» SELECTION
◇ ◇ ◇ ◇ ◇

Nadia then participated at China Open, where she was 13th seed. She beat her compatriot Alla Kudryavtseva in the first round and world No. 24, Daniela Hantuchová in the second round. She played one of her best matches in 2009 by beating Serena Williams in a thriller three-set match in the third round, despite the fact that Williams was just about to snitch back the world No. 1 ranking from Dinara Safina the following week. Petrova then survived another three-setter against Peng Shuai in the quarterfinals. This was only Petrova's second semifinal of the year, but she lost to the reigning French Open Champion, Svetlana Kuznetsova, 1-6, 3-6.

Petrova then competed in the Kremlin Cup as the fifth seed. She defeated Yana Buchina in the first round, but fell to Alona Bondarenko in the second round.

Petrova finished her poor year with a 30-21 singles record and ranked world No. 20. It was by far her worst year on tour as she captured no titles for the first time since 2004. Her highlights of the year are reaching the semifinals in Ponte Vedra Beach and Beijing and reaching the quarterfinals in Quebec City.

2010: First Grand Slam doubles final

Her year started at the Brisbane International in Australia. After drawing comeback queen Justine Henin, Petrova lost in a close 5-7, 5-7 match. She then competed in the Sydney International, but lost again in the opening round to 39-year-old Kimiko Date-Krumm, 3-6, 7-5, 4-6.

Seeded 19th at the Australian Open, Petrova reached the third round by defeating Edina Gallovits and Kaia Kanepi. In the third round, she caused a huge upset by beating 15th seed Kim Clijsters 6-0, 6-1 in 52 minutes. Clijsters was the bookmaker's second favourite to win the tournament. Petrova followed that with another upset in the fourth round over third seed Svetlana Kuznetsova. This was the second time in her career that she had reached the quarterfinals at the Australian Open. She fell to former world No. 1, Justine Henin, 6-7, 5-7, in a tight match after leading 3-0 in the second set.

After a first-round defeat to Stefanie Vögele in Dubai, Petrova next competed at the Premier Mandatory events in Indian Wells and Miami. At Indian Wells, Petrova was seeded 16th. After receiving a bye to the second round, she dispatched Patty Schnyder and then Peng Shuai, before losing in the fourth round to second seed Caroline Wozniacki, 3-6, 6-3, 0-6. At the Miami Open, Petrova was again seeded 16th, but fell in the third round to 19th seed Daniela Hantuchová, 2-6, 4-6.

◇ ◇ ◇ ◇ ◇

» MATERIAL PROVIDED

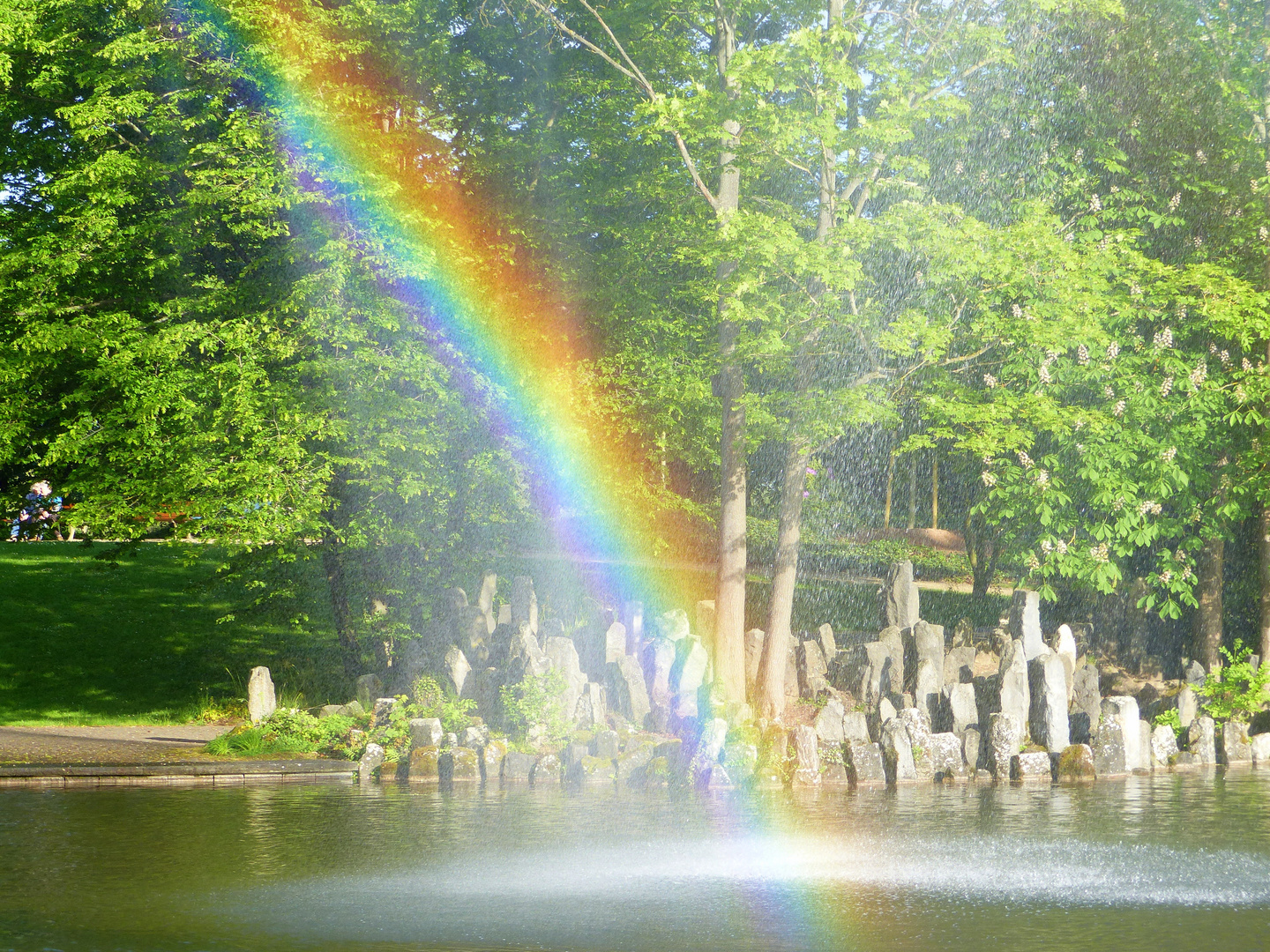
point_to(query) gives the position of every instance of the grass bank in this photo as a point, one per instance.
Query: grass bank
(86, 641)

◇ ◇ ◇ ◇ ◇

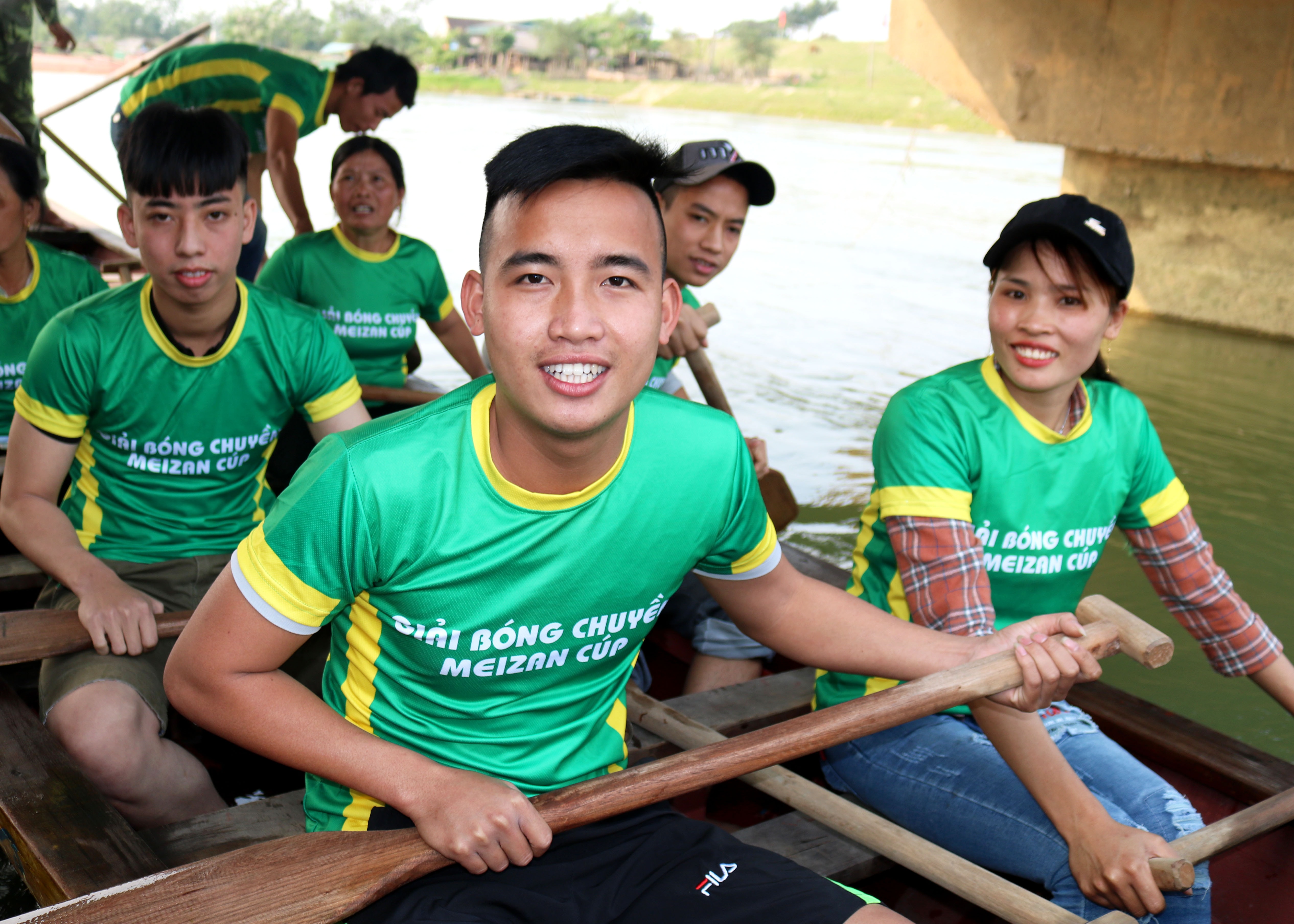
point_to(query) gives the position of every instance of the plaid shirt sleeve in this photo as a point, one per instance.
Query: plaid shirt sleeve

◇ ◇ ◇ ◇ ◇

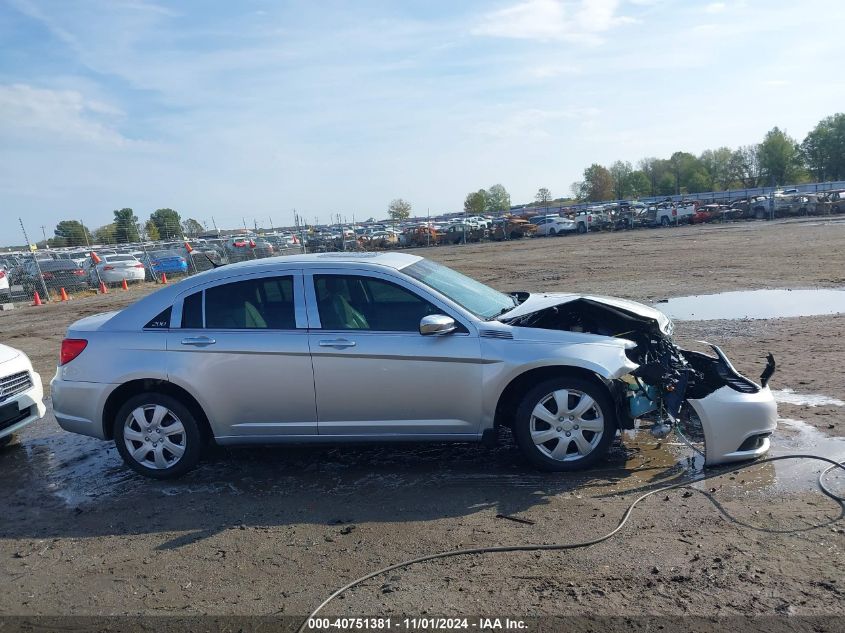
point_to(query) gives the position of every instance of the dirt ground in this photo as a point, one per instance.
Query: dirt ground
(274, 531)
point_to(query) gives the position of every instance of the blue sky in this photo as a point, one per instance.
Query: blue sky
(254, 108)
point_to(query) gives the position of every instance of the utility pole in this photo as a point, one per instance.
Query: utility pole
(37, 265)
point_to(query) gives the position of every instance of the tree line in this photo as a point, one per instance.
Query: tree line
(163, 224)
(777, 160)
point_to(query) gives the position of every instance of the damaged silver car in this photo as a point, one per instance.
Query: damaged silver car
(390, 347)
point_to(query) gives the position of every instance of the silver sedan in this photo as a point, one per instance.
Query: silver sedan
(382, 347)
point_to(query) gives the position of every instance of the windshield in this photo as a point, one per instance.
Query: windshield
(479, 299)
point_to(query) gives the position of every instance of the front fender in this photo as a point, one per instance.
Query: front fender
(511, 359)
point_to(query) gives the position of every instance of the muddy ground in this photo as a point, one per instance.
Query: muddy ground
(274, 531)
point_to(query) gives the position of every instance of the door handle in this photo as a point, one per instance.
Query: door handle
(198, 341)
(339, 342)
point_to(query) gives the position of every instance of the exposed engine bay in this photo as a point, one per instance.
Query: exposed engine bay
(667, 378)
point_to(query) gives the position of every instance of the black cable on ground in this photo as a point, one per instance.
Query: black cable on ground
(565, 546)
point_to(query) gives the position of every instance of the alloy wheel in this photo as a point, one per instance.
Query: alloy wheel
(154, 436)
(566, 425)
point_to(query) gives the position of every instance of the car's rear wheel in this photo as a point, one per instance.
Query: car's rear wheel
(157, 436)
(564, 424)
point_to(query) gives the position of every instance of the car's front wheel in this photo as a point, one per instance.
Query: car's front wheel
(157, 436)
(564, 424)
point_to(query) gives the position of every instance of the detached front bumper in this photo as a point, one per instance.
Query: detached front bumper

◇ ◇ ◇ ◇ ◇

» REQUEST 1
Reproduce the part of the Petrova passage starting at "Petrova then competed" and ending at "Bondarenko in the second round.".
» REQUEST 2
Answer these questions from the Petrova passage:
(a) Who beat Petrova in the China Open semifinal?
(b) What was Petrova's singles record for 2009?
(c) How many minutes did her win over Kim Clijsters at the Australian Open last?
» REQUEST 3
Which players did Petrova defeat at the 2010 Australian Open, according to the Petrova passage? Name all of them.

» EXERCISE SOLUTION 1
Petrova then competed in the Kremlin Cup as the fifth seed. She defeated Yana Buchina in the first round, but fell to Alona Bondarenko in the second round.

» EXERCISE SOLUTION 2
(a) Svetlana Kuznetsova
(b) 30-21
(c) 52 minutes

» EXERCISE SOLUTION 3
Edina Gallovits, Kaia Kanepi, Kim Clijsters, Svetlana Kuznetsova